Figure 1 shows the typical approach to measuring current and voltage by means of analog-to-digital converters (ADCs) interfacing to the MCU. The circuitry must keep power consumption to a minimum, so the microcontroller typically spends much of the time in a low-power or sleep state and wakes up only to perform a measurement, send or receive data, or respond to an alert.

1. A single-phase e-meter uses a current sensor and a shunt resistor to measure voltage and current simultaneously. For a multiphase application, the connections are the same for each phase. (Source: Texas Instruments)

Anti-Tampering Measures

A smart meter uses multiple methods to detect and prevent tampering. Of course, the meter case should be sealed to prevent easy access, with no spaces to insert foreign objects. In the event of unauthorized access, though, a button can be added to the case that alerts the microcontroller whenever the case is opened.  

To deal with electricity thieves specifically bypassing current on the live channels, the e-meter measures the current on the neutral channel and compares it to the live current.

For a single-phase meter, the two currents should be equal under ideal conditions. If a significant mismatch is seen, this may indicate that a tamper event has occurred.

For a three-phase meter, the neutral current should ideally be zero if loads are balanced for all phases. A large current on the neutral channel can also indicate tampering.

Protecting Sensors Against Magnetic Tampering

One potential point of attack is against the meter’s current transformer (CT).

A CT is a popular way to measure current consumption. As illustrated in Figure 2a, the alternating current in the primary produces a magnetic field B in the CT core, which then induces an alternating current in the secondary. If the primary is a wire carrying a current I, the current in the secondary is I divided by N, the number of turns of the secondary coil. The current transformer output is isolated from the potentially lethal voltages and currents in the primary wire.
────
Carry on the smart-meter text from its final sentence.
────
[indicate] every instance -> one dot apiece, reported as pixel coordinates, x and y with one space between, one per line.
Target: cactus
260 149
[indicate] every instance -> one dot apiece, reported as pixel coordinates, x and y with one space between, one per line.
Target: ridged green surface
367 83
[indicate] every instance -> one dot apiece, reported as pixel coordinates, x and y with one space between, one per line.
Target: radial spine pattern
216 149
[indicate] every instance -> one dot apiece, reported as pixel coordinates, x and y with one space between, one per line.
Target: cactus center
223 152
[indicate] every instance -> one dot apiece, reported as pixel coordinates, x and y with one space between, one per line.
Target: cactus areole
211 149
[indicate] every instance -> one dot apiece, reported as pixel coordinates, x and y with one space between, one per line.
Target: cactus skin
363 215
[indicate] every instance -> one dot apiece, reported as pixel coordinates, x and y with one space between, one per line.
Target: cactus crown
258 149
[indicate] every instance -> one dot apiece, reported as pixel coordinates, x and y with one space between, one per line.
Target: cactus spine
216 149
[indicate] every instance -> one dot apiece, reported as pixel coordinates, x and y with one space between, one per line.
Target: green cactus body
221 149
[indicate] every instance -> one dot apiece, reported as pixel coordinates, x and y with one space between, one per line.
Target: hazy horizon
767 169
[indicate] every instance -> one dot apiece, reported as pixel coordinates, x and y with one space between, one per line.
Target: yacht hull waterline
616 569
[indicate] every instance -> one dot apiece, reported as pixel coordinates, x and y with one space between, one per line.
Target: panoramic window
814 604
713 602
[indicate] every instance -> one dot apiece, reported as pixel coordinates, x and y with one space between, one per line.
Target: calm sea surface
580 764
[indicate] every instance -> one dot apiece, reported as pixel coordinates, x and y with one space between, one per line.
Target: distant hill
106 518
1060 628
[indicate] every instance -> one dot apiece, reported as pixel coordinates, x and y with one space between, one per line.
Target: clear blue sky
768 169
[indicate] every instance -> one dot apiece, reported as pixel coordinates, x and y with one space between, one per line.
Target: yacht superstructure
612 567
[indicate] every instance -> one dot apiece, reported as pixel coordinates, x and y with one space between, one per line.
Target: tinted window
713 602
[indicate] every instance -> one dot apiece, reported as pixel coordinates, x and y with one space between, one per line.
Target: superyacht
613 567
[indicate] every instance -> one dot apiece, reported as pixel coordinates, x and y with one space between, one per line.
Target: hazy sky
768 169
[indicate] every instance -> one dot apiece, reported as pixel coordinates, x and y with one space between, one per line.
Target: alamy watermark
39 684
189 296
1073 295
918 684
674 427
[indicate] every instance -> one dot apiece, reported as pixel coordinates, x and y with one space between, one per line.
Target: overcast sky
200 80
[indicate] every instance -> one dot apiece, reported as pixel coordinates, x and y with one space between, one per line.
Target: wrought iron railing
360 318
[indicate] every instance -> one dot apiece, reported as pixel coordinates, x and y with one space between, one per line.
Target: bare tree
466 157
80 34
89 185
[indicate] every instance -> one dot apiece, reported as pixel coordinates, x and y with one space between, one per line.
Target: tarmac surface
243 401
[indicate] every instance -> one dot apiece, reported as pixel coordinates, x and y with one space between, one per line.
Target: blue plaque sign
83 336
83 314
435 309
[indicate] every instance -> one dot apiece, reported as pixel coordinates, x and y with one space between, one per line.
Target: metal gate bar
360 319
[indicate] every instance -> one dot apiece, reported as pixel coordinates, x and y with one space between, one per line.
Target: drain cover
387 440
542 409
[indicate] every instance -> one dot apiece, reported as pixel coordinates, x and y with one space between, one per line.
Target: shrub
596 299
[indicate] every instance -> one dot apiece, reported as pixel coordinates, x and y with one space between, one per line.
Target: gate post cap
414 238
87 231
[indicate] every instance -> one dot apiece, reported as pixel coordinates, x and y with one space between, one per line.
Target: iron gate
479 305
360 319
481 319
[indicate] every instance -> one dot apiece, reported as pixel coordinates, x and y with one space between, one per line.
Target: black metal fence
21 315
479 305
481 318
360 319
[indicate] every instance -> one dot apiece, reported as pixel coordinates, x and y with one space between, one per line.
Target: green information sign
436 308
────
■ **Result of the task**
2. A current transformer (CT) generates an ac current in its secondary winding proportional to the current in the primary winding (i.e., the phase being measured) (a). Also shown is a three-phase CT system in an industrial installation (b). (Source: Wikipedia)

Applying a strong external magnetic field can cause the CT core to saturate, introducing errors or rendering it inoperative.

There are multiple ways to combat magnetic attacks aimed at current transformers. If the CTs are internal to the meter, it may be possible to orient them so that it’s difficult to place a magnet in close proximity. If not, the locations can be shielded to reduce the effect of a magnetic field.

Another alternative is to replace the CTs with Rogowski coils. This device consists of a helical coil of wire with the lead from one end returning through the center of the coil to the other end, so that both terminals are at the same end of the coil. The coil is then wrapped around the current-carrying wire. The measurement is still isolated, but since there is no metallic core the Rogowski coil is largely immune to magnetic tampering.

Measuring the current-induced voltage across a shunt resistor is another possibility. It can provide a precise result, but since it’s a direct measurement technique, the signal must be isolated from the rest of the circuitry. The AMC1304 is an isolated precision delta-sigma modulator that’s suitable for this purpose—it can achieve 16-bit resolution and a dynamic range of 81 dB (13.2 ENOB) at a data rate of 78 ksamples/s.

Yet another option is to place a sensor next to the vulnerable component to detect the presence of an external magnetic field. The DRV5033, for example, is a chopper-stabilized Hall-effect sensor that indicates the presence of a magnetic field. When the applied magnetic flux density exceeds a defined threshold, regardless of polarity, the open-drain output goes low to alert a microcontroller. Three DRV5033s may be connected together for 360° protection.

Protecting the Power Supply

A power transformer is a key element in both isolated and non-isolated switching topologies, and is subject to the same magnetic disruption as a current transformer. In a power supply, a successful attack may disable the e-meter completely unless preventative measures are taken.

If the e-meter is parsimonious in its use of power, one option for the power supply is to implement a drop-cap topology, which doesn’t require a transformer. A drop-cap power supply uses the capacitive reactance of a capacitor to reduce the mains voltage to a lower level.

3. A 3.3-V drop-cap e-meter power supply is a simple design for a low-current e-meter application. (Source: Texas Instruments) (Click image to enlarge)

Figure 3 shows the schematic of a drop-cap power supply suitable for a three-phase e-meter. The design uses the TPS54060, a 60-V/0.5-A step-down regulator with an integrated high-side MOSFET. It allows all three phases to contribute to the current drive, giving approximately three times the drive of a single-phase solution.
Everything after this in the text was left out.